■ **Exercise A**
In the grant announcement, which two offices provide funding for the program?
■ **Exercise B**
Extend the grant announcement about the University of Illinois System and National Taiwan University, starting right after its final paragraph.

■ **Source passage**
:::::
The University of Illinois System and National Taiwan University earlier this month awarded funding to three new interdisciplinary research teams that will drive innovations and advance collaboration between the universities, plus four travel grants to strengthen academic connections between the U of I System and NTU. This marks the second group of awards from an institutional partnership launched in 2023.
Building on talent, innovations and resources from the two universities, the initiative seeks to accelerate economic development through the development of innovative technologies. Funding for the program comes from NTU’s Office of International Affairs and the U of I System’s Office of the Vice President for Economic Development and Innovation.
The newly funded seed grant projects will focus on using contact lens sensors to detect eye infections, novel membranes for sustainable remediation of the group of chemicals known as PFAS and using semiconductor processing to advance quantum processing.
The travel grant recipients will build collaborations around topics such as design patent understanding, using AI to improve food manufacturing systems, employing AI to discover peptides that reduce diseases in plants and THz substrate-integrated waveguide sensors.
“These funded seed-grant projects display the future-focused research that faculty at our universities and at NTU are undertaking,” said Jay Walsh, the U of I System’s vice president for economic development and innovation. “We chose these projects because they will advance their respective fields and are expected to lead to breakthrough discoveries. This partnership with NTU continues to show the importance of working globally to move science and society forward.”
Project teams were required to have participation from National Taiwan University and from one of the three U of I System universities, and proposals had to be focused on health and medicine, data science and AI, sustainability, quantum and semiconductor technologies, and social science — key areas of strength for both institutions.
“We were deeply impressed by the overwhelming response and the exceptional quality, innovation and vision demonstrated in this year’s proposals,” said professor and Director of the NTU Tri-University Center Daniel Chi-Sheng Shih. “The awarded projects stood out for their outstanding merit, collaborative spirit and potential for significant impact. We look forward to seeing how the joint efforts will forge new frontiers, bridge disciplines and strengthen the international ties that make NTU and the U of I System a global force for innovation.”
:::::
■ **Data supplied**
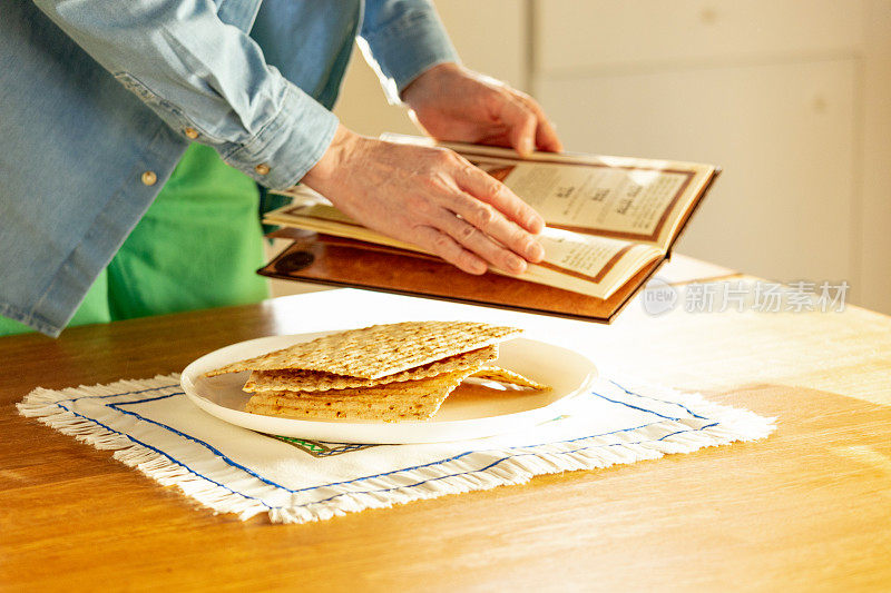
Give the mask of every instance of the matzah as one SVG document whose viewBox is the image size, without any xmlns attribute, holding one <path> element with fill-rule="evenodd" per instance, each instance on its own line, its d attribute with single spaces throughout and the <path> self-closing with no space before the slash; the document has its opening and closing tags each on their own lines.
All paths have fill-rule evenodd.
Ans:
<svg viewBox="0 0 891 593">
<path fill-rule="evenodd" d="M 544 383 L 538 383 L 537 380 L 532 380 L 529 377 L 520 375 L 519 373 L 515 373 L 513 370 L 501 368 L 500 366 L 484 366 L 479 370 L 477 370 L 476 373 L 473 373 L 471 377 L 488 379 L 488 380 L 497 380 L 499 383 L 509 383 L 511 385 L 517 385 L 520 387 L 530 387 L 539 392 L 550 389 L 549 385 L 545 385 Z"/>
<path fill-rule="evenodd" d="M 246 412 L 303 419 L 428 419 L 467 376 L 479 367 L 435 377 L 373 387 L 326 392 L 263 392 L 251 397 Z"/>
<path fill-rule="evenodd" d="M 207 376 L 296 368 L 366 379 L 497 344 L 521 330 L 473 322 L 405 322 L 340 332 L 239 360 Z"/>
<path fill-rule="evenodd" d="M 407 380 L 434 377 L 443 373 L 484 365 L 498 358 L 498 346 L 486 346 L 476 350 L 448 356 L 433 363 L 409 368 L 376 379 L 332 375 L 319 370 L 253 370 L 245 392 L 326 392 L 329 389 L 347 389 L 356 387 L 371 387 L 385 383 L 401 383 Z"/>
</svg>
:::::
■ **Answer area A**
NTU’s Office of International Affairs and the U of I System’s Office of the Vice President for Economic Development and Innovation.

■ **Answer area B**
The research projects receiving grants are:
- Soft and transparent contact lens sensors for wireless detection of infectious eye diseases. Co-principal investigators: Chung-Tse Michael Wu, College of Electrical Engineering and Computer Science, NTU, and Pai-Yen Chen, College of Engineering, University of Illinois Chicago.
- Employing tailored nanofiltration membranes in electrochemical systems for sustainable PFAS remediation. Co-principal investigators: Chia-Hung Hou, College of Engineering, NTU, and Xiao Su, College of Liberal Arts and Sciences, University of Illinois Urbana-Champaign.
- Advancing quantum performance by leveraging classical semiconductor processing. Co-principal investigators: Kung-Yen Lee, College of Engineering, NTU, and Christopher Paul Anderson, Grainger College of Engineering, University of Illinois Urbana-Champaign.
The projects receiving travel grants are:
- A multi-modal framework for design patent understanding. Principal investigator: Souray Medya, College of Engineering, University of Illinois Chicago.
- Building collaborative pathways in AI-driven food systems for intelligent manufacturing and safety enhancement. Principal investigator: Changmou Xu, College of Agricultural, Consumer and Environmental Sciences, University of Illinois Urbana-Champaign.
- AI-accelerated antifungal peptide discovery for plant disease management. Principal investigator: Has-Xun Chang, College of Bioresources and Agriculture, NTU.
- THz substrate-integrated waveguide sensors. Principal investigator: Yu-Hsiang Cheng, College of Electrical Engineering and Computer Science, NTU.